Extracted text:

★ ★ ★ ★ ★ ★ ★

Mr. Chow Sai Yiu Evan (‘‘Mr. Evan Chow’’), aged 39, has been a director of the Group since June 2013 and was appointed as the non-executive Director on 20 January 2017. Mr. Evan Chow is primarily responsible for a consultative role in matters concerning the Group and will not be involved in the day-to-day management of the Group. Mr. Evan Chow is the ultimate beneficial owner of Hertford Global Limited (‘‘Hertford Global’’), who has been the long-term strategic investor of the Group since June 2013 and up to September 2020. Mr. Evan Chow graduated magna cum laude from Brown University in May 2004 receiving a Bachelor of Arts degree, with concentrations in Applied Mathematics-Economics and in Public and Private Sector Organizations and received departmental honors as well as being selected to Phi Beta Kappa in April 2004. Since graduation, Mr. Evan Chow has built over 15 years of experience in corporate finance and private equity investment. During the period between 2004 and 2009, Mr. Evan Chow has served various financial institutions in Hong Kong, including Citigroup Global Markets Asia Limited and Lehman Brothers Asia Limited. From April 2010 to December 2015, Mr. Evan Chow has acted as a director of a number of institutions registered under the SFO and since March 2013 he has been the managing director of MCL Financial Group Limited, a financial service provider. Apart from his career, Mr. Evan Chow is also involved in charity and social services. He is a committee member of Centum Charitas Foundation and a member of Young Presidents’ Organization. Mr. Evan Chow is also a director of Icicle Group Limited.

Save as disclosed above, Mr. Evan Chow has not held any directorship in the last three years in other public companies the securities of which are listed on any securities market in Hong Kong or overseas, and is not connected with any other Directors, senior management or substantial or controlling Shareholders and has not held any other position with any members of the Group.

As at the Latest Practicable Date, Mr. Evan Chow did not have any interest in Share within the meaning of Part XV of the SFO.

Mr. Evan Chow has entered into a letter of appointment with the Company for a term of three years with effect from 8 December 2021, subject to retirement by rotation and re-election at the annual general meeting of the Company in accordance to the Articles of Association. He is not entitled to any director’s fee or emoluments..

Save as disclosed above, Mr. Evan Chow has confirmed that there are no other matters that need to be brought to the attention of the Shareholders in connection with his re-election and there is no information to be disclosed pursuant to Rule 17.50(2)(h) to (v) of the GEM Listing Rules.

★ ★ ★ ★ ★ ★ ★

Entries provided:
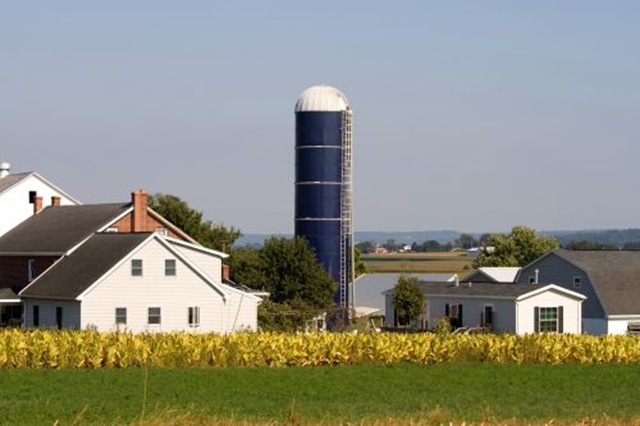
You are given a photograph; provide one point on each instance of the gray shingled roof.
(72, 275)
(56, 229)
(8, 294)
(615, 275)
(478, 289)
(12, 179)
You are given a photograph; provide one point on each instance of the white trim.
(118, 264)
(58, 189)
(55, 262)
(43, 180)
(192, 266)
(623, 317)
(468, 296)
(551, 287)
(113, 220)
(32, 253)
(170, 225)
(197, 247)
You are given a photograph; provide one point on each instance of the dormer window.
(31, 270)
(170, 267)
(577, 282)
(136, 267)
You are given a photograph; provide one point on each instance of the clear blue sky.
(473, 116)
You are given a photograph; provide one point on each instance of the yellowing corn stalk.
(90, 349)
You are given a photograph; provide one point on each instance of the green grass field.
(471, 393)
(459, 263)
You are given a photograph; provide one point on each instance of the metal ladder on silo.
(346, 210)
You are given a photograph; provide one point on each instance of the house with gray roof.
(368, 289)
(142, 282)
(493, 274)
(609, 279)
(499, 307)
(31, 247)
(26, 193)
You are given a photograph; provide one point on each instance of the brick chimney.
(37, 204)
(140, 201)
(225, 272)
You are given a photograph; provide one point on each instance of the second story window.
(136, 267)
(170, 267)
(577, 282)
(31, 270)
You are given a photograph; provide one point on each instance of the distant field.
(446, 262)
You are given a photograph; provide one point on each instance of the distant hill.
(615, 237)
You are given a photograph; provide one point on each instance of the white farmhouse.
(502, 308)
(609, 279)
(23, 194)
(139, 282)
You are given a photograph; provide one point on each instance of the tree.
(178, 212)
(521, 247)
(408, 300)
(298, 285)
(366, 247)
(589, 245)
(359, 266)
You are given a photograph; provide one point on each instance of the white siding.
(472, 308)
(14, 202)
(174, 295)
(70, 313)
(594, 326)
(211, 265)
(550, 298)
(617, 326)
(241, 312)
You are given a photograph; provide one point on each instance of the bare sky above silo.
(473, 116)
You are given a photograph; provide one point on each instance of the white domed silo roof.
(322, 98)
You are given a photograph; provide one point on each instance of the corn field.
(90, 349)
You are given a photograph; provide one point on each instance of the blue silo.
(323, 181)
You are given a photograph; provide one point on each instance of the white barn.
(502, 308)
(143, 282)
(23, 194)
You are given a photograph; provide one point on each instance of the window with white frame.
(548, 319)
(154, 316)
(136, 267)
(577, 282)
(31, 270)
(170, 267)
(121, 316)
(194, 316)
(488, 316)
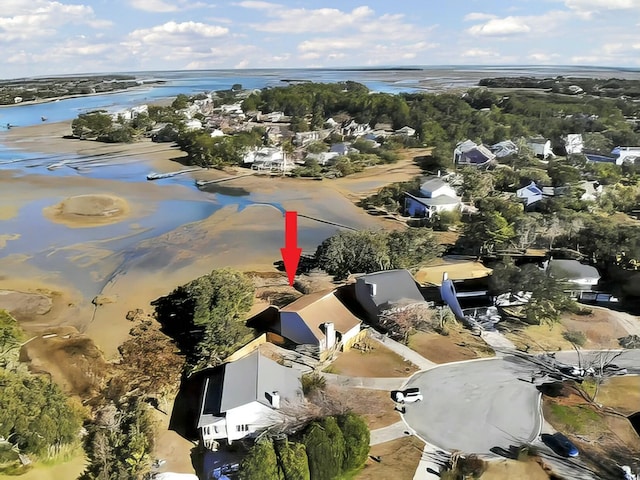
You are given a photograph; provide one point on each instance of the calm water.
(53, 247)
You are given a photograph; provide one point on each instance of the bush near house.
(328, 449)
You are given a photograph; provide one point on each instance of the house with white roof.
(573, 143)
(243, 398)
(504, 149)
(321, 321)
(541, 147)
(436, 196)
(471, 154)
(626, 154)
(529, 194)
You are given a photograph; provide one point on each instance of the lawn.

★ ★ ★ ★ ★ ★ ★

Stated exercise 1: Could you write out everything in the profile of Mr. Evan Chow from "Save as disclosed above, Mr. Evan Chow has not" down to "of the SFO."?
Stated exercise 2: Would you extend the profile of Mr. Evan Chow, picking up right after its final sentence?
These rows have no connection to the profile of Mr. Evan Chow above.

Final answer 1:
Save as disclosed above, Mr. Evan Chow has not held any directorship in the last three years in other public companies the securities of which are listed on any securities market in Hong Kong or overseas, and is not connected with any other Directors, senior management or substantial or controlling Shareholders and has not held any other position with any members of the Group.

As at the Latest Practicable Date, Mr. Evan Chow did not have any interest in Share within the meaning of Part XV of the SFO.

Final answer 2:
– 13 –

APPENDIX II DETAILS OF THE RETIRING DIRECTORS PROPOSED TO BE RE-ELECTED

INDEPENDENT NON-EXECUTIVE DIRECTOR

Mr. Ip Arnold Tin Chee (‘‘Mr. Arnold Ip’’), aged 59, was appointed as the independent nonexecutive Director on 16 November 2017 and is responsible for providing independent judgement to bear on issues of strategy, policy, performance, accountability, resources and standard conduct of the Company. He was appointed as the chairman of the audit committee (‘‘Audit Committee’’) and member of the nomination committee (‘‘Nomination Committee’’) and remuneration committee (‘‘Remuneration Committee’’) of the Company on 8 December 2017. Mr. Arnold Ip earned his Bachelor of Arts degree and Master of Arts degree from the University of Cambridge in the United Kingdom in June 1984 and November 1988, respectively. Mr. Arnold Ip was also formerly a director at Standard Chartered Asia Limited. Mr. Arnold Ip also served Yuanta Securities (Hong Kong) Company Limited and had been a director until January 2001. In September 2000, Mr. Arnold Ip founded the group to which Altus Holdings Limited (stock code: 8149.hk) belongs. Mr. Arnold Ip is a founding member of the management team of several funds, part of which subsequently formed Saizen REIT, a real estate investment trust listed on the Singapore Exchange Securities Trading Limited from November 2007 to October 2017. Mr. Arnold Ip is currently licensed by the SFC to act as a responsible officer to carry out Type 4 (advising on securities), Type 6 (advising on corporate finance) and Type 9 (asset management) regulated activities under the SFO. He is also a principal of Altus Capital Limited, a corporation licensed by the SFC to carry out Type 4 (advising on securities), Type 6 (advising on corporate finance) and Type 9 (asset management) regulated activities under the SFO. He was admitted to membership of The Institute of Chartered Accountants in England and Wales in July 1988.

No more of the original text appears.